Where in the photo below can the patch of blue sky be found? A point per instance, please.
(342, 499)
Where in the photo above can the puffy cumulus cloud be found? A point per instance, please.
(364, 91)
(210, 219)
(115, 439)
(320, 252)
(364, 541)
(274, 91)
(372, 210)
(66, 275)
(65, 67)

◆ Brief: Write out the whole listing above again, requests included, and add -53 to each coordinate value in the answers.

◆ Written response:
Where in the photo below can the patch of blue sky be found? A point per instance, please.
(289, 446)
Where in the photo above can the puffy cumulus cloud be found? A point per instance, please.
(311, 38)
(157, 166)
(62, 386)
(267, 199)
(311, 488)
(221, 38)
(319, 157)
(13, 222)
(12, 14)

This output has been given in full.